Segmentation mask data
----
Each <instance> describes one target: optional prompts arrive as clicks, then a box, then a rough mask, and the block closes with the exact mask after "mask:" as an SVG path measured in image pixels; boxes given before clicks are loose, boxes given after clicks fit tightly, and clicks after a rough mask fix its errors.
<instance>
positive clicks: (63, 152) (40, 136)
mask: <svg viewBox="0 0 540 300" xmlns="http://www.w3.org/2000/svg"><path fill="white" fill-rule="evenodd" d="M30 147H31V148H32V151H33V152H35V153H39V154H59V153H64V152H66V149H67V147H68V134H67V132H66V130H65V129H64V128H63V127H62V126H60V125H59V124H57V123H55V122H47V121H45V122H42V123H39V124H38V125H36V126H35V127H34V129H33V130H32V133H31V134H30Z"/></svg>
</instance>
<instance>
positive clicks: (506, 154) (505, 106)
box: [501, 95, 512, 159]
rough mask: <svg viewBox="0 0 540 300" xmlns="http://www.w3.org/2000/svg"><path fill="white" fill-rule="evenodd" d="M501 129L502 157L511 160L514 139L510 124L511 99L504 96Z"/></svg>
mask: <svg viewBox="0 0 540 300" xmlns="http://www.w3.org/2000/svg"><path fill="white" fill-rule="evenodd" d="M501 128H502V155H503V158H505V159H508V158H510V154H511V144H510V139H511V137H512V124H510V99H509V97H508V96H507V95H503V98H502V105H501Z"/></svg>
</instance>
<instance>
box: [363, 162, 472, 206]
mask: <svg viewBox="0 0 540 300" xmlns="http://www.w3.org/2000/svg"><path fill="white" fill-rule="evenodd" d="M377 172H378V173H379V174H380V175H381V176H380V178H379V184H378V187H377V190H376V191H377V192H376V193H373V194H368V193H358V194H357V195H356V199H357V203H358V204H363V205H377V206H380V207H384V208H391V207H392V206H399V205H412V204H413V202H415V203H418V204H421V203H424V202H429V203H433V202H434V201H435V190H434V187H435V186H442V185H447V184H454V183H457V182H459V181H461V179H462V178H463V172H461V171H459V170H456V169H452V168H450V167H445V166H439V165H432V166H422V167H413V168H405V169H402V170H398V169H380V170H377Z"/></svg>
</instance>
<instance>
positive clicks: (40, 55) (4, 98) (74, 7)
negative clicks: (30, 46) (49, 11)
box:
----
Exercise: I would like the records restated exactly, with every line intact.

Output of the exercise:
Each <instance> describes one target: optional prompts arrive as clicks, then a box, then a rough mask, and the block closes with the exact mask after "mask:" as an SVG path measured in image pixels; boxes given before clicks are loose, boxes given after clicks fit tightly, and clicks after a rough mask fix its errors.
<instance>
positive clicks: (63, 152) (40, 136)
mask: <svg viewBox="0 0 540 300" xmlns="http://www.w3.org/2000/svg"><path fill="white" fill-rule="evenodd" d="M30 147H31V148H32V151H33V152H35V153H39V154H59V153H64V152H66V149H67V147H68V134H67V132H66V130H65V129H64V128H63V127H62V126H60V125H59V124H57V123H55V122H47V121H45V122H42V123H39V124H38V125H36V126H35V127H34V129H33V130H32V133H31V134H30Z"/></svg>
</instance>
<instance>
positive clicks: (506, 154) (505, 106)
box: [501, 95, 512, 159]
rough mask: <svg viewBox="0 0 540 300" xmlns="http://www.w3.org/2000/svg"><path fill="white" fill-rule="evenodd" d="M501 129L502 157L511 160L514 139L510 124L511 99L504 96Z"/></svg>
mask: <svg viewBox="0 0 540 300" xmlns="http://www.w3.org/2000/svg"><path fill="white" fill-rule="evenodd" d="M501 128H502V155H503V158H505V159H508V158H510V154H511V144H510V139H511V137H512V124H510V99H509V97H508V96H507V95H503V98H502V105H501Z"/></svg>
</instance>
<instance>
box: [363, 162, 472, 206]
mask: <svg viewBox="0 0 540 300" xmlns="http://www.w3.org/2000/svg"><path fill="white" fill-rule="evenodd" d="M377 172H378V173H379V174H380V175H381V176H380V178H379V184H378V187H377V190H376V191H377V192H376V193H373V194H368V193H358V194H357V195H356V199H357V203H358V204H363V205H377V206H380V207H384V208H391V207H392V206H399V205H412V204H413V202H415V203H418V204H421V203H424V202H429V203H433V202H434V201H435V190H434V187H435V186H442V185H447V184H454V183H457V182H459V181H461V179H462V178H463V172H461V171H459V170H456V169H452V168H450V167H445V166H439V165H432V166H422V167H413V168H405V169H402V170H398V169H380V170H377Z"/></svg>
</instance>
<instance>
positive clicks: (40, 55) (4, 98) (74, 7)
negative clicks: (30, 46) (49, 11)
box:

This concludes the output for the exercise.